## Requirement:
Hand back every line from the beginning of the data below through the line containing "112L58 115V223L79 221V126L194", word for word and free of pictures.

## Data records:

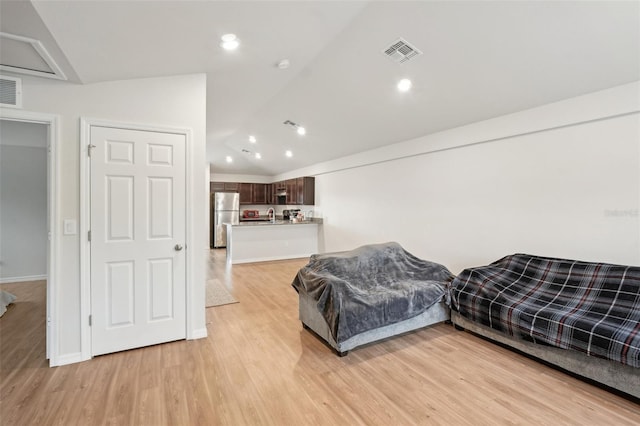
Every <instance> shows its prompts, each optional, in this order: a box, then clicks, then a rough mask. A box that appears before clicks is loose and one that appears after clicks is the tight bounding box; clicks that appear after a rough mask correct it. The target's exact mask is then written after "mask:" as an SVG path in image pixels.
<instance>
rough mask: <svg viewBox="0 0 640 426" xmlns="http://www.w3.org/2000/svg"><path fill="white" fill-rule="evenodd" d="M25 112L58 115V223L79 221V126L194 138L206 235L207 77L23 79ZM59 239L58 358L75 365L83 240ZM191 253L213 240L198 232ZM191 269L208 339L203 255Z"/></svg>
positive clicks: (198, 180)
mask: <svg viewBox="0 0 640 426" xmlns="http://www.w3.org/2000/svg"><path fill="white" fill-rule="evenodd" d="M23 105H24V109H25V110H27V111H35V112H41V113H51V114H58V115H59V116H60V118H61V119H60V127H61V129H60V142H59V146H58V151H59V155H60V158H61V164H60V167H59V173H60V177H59V187H60V197H59V199H58V200H57V201H58V205H59V206H60V207H59V208H60V222H62V221H63V220H64V219H75V220H79V217H80V152H81V150H80V135H79V127H80V118H81V117H88V118H95V119H104V120H112V121H118V122H126V123H136V124H147V125H153V126H158V127H180V128H190V129H192V130H193V141H192V142H193V143H192V147H191V148H192V157H193V159H194V163H193V164H190V167H191V172H192V175H191V176H190V178H191V182H192V185H193V191H194V194H195V198H194V200H193V205H192V206H189V208H188V209H187V210H188V213H189V214H190V215H191V218H192V221H193V229H194V230H205V229H207V228H206V218H205V212H206V208H207V207H206V206H207V202H208V197H206V194H207V193H208V188H206V186H205V182H206V178H207V177H208V171H207V169H206V163H205V160H204V159H205V158H206V155H205V137H206V76H205V75H204V74H197V75H184V76H175V77H163V78H149V79H139V80H127V81H114V82H106V83H96V84H89V85H75V84H69V83H65V82H59V81H51V80H46V79H38V78H24V79H23ZM61 225H62V224H61V223H60V224H58V225H57V230H56V231H57V232H58V235H61V237H60V248H61V250H60V253H58V256H59V264H60V274H59V275H60V276H59V282H58V300H57V303H58V312H59V313H60V317H59V324H58V327H57V328H58V330H61V332H60V336H59V347H58V348H56V349H57V352H58V354H59V355H60V357H63V358H64V357H68V359H73V357H74V356H76V355H77V354H79V353H80V351H81V347H80V342H81V335H80V321H85V320H86V319H84V318H83V319H81V318H80V285H81V283H80V261H79V259H80V255H79V249H80V244H81V238H80V236H79V235H74V236H70V235H62V234H61V232H60V231H61ZM194 235H195V241H193V247H205V244H206V238H207V232H206V231H202V232H195V231H194ZM192 256H194V263H193V264H192V265H191V266H192V270H193V279H194V283H195V285H194V287H195V291H194V294H193V295H192V299H191V300H190V301H189V302H190V303H191V308H192V309H191V310H192V312H193V315H194V316H193V322H194V328H195V329H197V330H198V332H199V333H203V332H204V333H206V324H205V311H204V284H205V252H204V250H195V251H194V252H193V253H192Z"/></svg>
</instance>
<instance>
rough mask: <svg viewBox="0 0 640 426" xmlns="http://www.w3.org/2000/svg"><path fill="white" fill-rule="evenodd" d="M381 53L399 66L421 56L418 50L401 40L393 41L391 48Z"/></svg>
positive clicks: (387, 49) (406, 41)
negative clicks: (396, 63) (390, 59)
mask: <svg viewBox="0 0 640 426" xmlns="http://www.w3.org/2000/svg"><path fill="white" fill-rule="evenodd" d="M382 52H383V53H384V54H385V55H387V56H388V57H390V58H391V59H393V60H394V61H395V62H397V63H399V64H402V63H405V62H407V61H409V60H411V59H413V58H415V57H416V56H418V55H422V52H421V51H420V50H418V49H417V48H416V47H415V46H412V45H411V44H409V42H407V41H406V40H405V39H403V38H399V39H398V40H396V41H394V42H393V43H392V44H391V46H389V47H387V48H386V49H384V50H383V51H382Z"/></svg>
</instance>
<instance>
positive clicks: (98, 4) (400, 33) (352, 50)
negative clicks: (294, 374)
mask: <svg viewBox="0 0 640 426" xmlns="http://www.w3.org/2000/svg"><path fill="white" fill-rule="evenodd" d="M8 3H9V2H7V1H6V0H2V1H1V3H0V7H2V12H3V18H2V28H1V29H2V31H6V32H13V31H19V33H20V32H21V33H22V35H27V36H28V35H30V32H33V34H40V36H41V37H44V38H46V33H49V34H50V36H52V39H51V40H50V41H49V42H50V43H51V44H53V46H51V50H52V51H53V52H57V53H58V55H60V54H61V53H64V56H63V57H61V58H60V60H59V63H61V66H62V65H64V66H63V68H65V67H66V68H65V73H66V74H67V75H70V76H71V77H72V78H71V79H72V80H73V79H74V78H75V77H76V76H77V79H78V80H79V81H81V82H83V83H92V82H98V81H107V80H121V79H131V78H143V77H151V76H164V75H175V74H185V73H197V72H205V73H207V151H208V156H209V161H210V162H211V164H212V171H213V172H217V173H237V174H255V175H267V176H273V175H276V174H280V173H284V172H287V171H291V170H294V169H298V168H301V167H305V166H308V165H311V164H315V163H318V162H321V161H326V160H330V159H333V158H338V157H341V156H344V155H349V154H353V153H356V152H361V151H365V150H367V149H371V148H375V147H379V146H382V145H387V144H391V143H395V142H399V141H403V140H407V139H412V138H415V137H418V136H421V135H425V134H429V133H433V132H436V131H440V130H444V129H447V128H452V127H456V126H460V125H464V124H468V123H472V122H476V121H479V120H483V119H487V118H491V117H496V116H499V115H504V114H509V113H512V112H516V111H520V110H523V109H527V108H531V107H535V106H538V105H542V104H545V103H549V102H553V101H557V100H560V99H564V98H568V97H572V96H577V95H580V94H584V93H589V92H593V91H596V90H600V89H605V88H608V87H613V86H616V85H620V84H624V83H628V82H631V81H635V80H639V79H640V2H638V1H622V2H615V1H600V2H599V1H587V2H579V1H566V2H565V1H562V2H560V1H549V2H545V1H469V2H458V1H388V2H383V1H369V2H356V1H327V0H325V1H279V2H277V1H197V2H192V1H123V2H119V1H33V2H31V3H32V5H33V7H32V6H31V4H29V2H27V1H26V0H23V1H20V2H19V3H21V4H22V7H21V8H16V7H8ZM24 4H26V5H27V6H24ZM16 9H20V10H21V12H20V13H26V12H25V10H26V9H30V10H31V11H33V12H37V14H36V17H37V16H38V15H39V19H41V21H39V25H40V28H38V22H35V21H38V19H34V17H33V16H31V17H30V18H29V19H26V18H24V17H11V16H9V17H7V13H9V12H11V13H14V14H15V13H17V12H15V10H16ZM18 21H20V25H17V24H16V22H18ZM27 23H28V24H29V25H27ZM42 23H44V25H42ZM16 28H17V29H16ZM43 28H44V29H43ZM10 30H13V31H10ZM228 32H231V33H235V34H237V35H238V37H239V38H240V40H241V43H242V44H241V46H240V48H239V49H238V50H237V51H235V52H226V51H223V50H222V49H220V47H219V45H218V44H219V40H220V36H221V35H222V34H225V33H228ZM43 34H44V35H43ZM399 37H402V38H404V39H406V40H407V41H409V42H410V43H412V44H414V45H415V46H416V47H417V48H418V49H420V50H421V51H422V52H423V54H422V55H421V56H418V57H416V58H415V59H413V60H411V61H409V62H407V63H404V64H397V63H395V62H393V61H391V60H390V59H389V58H387V57H386V56H385V55H384V54H383V53H382V51H383V50H384V49H385V48H386V47H387V46H388V45H390V44H391V43H392V42H394V41H395V40H397V39H398V38H399ZM42 41H43V43H45V44H46V41H45V40H42ZM56 44H57V46H56ZM47 47H49V46H47ZM58 47H59V51H58V50H57V49H58ZM54 56H55V55H54ZM284 58H286V59H289V60H290V61H291V67H290V68H289V69H286V70H280V69H278V68H277V67H276V66H275V64H276V63H277V62H278V61H279V60H281V59H284ZM67 61H68V62H67ZM69 68H70V69H69ZM402 77H408V78H410V79H412V81H413V83H414V87H413V90H412V91H410V92H409V93H405V94H401V93H399V92H398V91H397V90H396V89H395V84H396V82H397V80H398V79H400V78H402ZM285 120H292V121H294V122H296V123H300V124H302V125H304V126H305V127H306V128H307V131H308V134H307V135H306V136H305V137H300V136H298V135H297V134H295V132H294V131H293V129H291V128H288V127H286V126H284V125H283V124H282V123H283V122H284V121H285ZM250 134H252V135H255V136H256V137H257V138H258V143H257V144H255V145H252V144H250V143H249V141H248V136H249V135H250ZM243 149H247V150H250V151H253V152H260V153H261V154H262V159H261V160H256V159H254V158H253V157H252V156H250V155H247V154H243V153H242V152H241V151H242V150H243ZM287 149H290V150H292V151H293V153H294V156H293V158H290V159H288V158H285V156H284V151H285V150H287ZM227 155H229V156H232V157H233V158H234V161H233V163H232V164H227V163H226V162H225V157H226V156H227Z"/></svg>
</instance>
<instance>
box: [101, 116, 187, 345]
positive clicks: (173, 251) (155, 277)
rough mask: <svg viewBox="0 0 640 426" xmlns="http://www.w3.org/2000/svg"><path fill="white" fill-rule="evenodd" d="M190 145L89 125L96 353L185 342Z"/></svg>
mask: <svg viewBox="0 0 640 426" xmlns="http://www.w3.org/2000/svg"><path fill="white" fill-rule="evenodd" d="M185 143H186V141H185V136H184V135H178V134H171V133H157V132H150V131H141V130H128V129H118V128H111V127H100V126H92V127H91V147H90V151H91V226H90V229H91V242H90V244H91V319H92V321H91V322H92V324H91V338H92V343H91V347H92V354H93V355H100V354H104V353H109V352H116V351H122V350H126V349H131V348H136V347H142V346H148V345H153V344H157V343H162V342H168V341H172V340H178V339H184V338H185V337H186V323H185V322H186V302H185V300H186V286H185V278H186V268H185V263H186V262H185V260H186V259H185V258H186V255H185V235H186V215H185V180H186V178H185V176H186V174H185V173H186V170H185V149H186V147H185Z"/></svg>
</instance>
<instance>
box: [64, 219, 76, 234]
mask: <svg viewBox="0 0 640 426" xmlns="http://www.w3.org/2000/svg"><path fill="white" fill-rule="evenodd" d="M63 233H64V235H76V234H77V233H78V226H77V222H76V221H75V220H74V219H65V220H64V230H63Z"/></svg>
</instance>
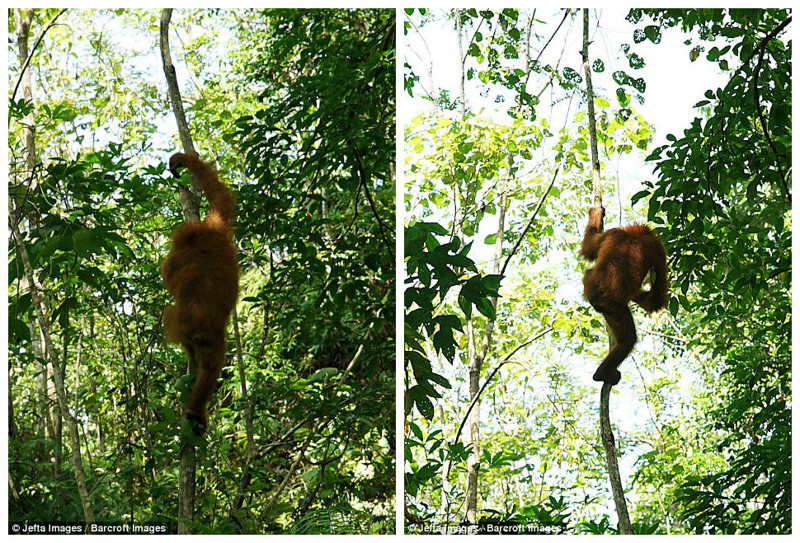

## Exercise solution:
Every <instance> shows its prompts, each optional, in this order: a box, then clicks, then a rough mask. A box that appears before clicks is loose and one that appears after clicks is the tight bounding box; clicks that appear after a rough mask correct it. The target's exact mask is then written after "mask:" as an SVG path in image pixels.
<instance>
rough mask: <svg viewBox="0 0 640 426" xmlns="http://www.w3.org/2000/svg"><path fill="white" fill-rule="evenodd" d="M25 112L58 115V223L79 221V126L194 138L206 235L207 77L23 79ZM59 239L58 358L75 365L83 240ZM191 253L213 240L198 232ZM191 269L208 339L203 255Z"/></svg>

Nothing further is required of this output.